-- START --

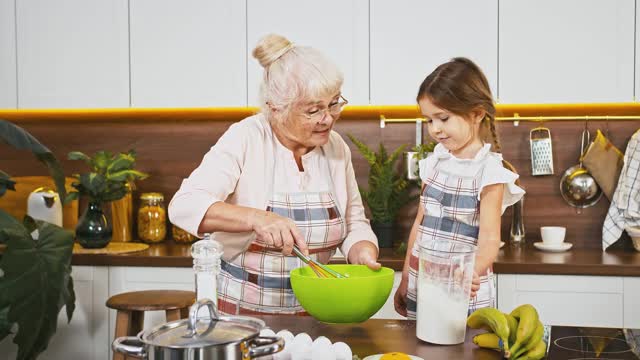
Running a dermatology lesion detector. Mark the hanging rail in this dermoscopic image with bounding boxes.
[0,102,640,123]
[380,114,640,128]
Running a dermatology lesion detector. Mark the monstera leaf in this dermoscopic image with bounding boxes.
[0,210,75,360]
[0,120,70,204]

-- END --

EXERCISE AIM: Could you reproduce verbatim the lines starting at the one that contains "Running a dermatology lesion detector. Mark the monstera" and ending at the final line of the records, with nothing else?

REPLY:
Running a dermatology lesion detector. Mark the monstera leaf in this dermoscopic image with bounding boxes.
[0,210,75,360]
[0,120,70,204]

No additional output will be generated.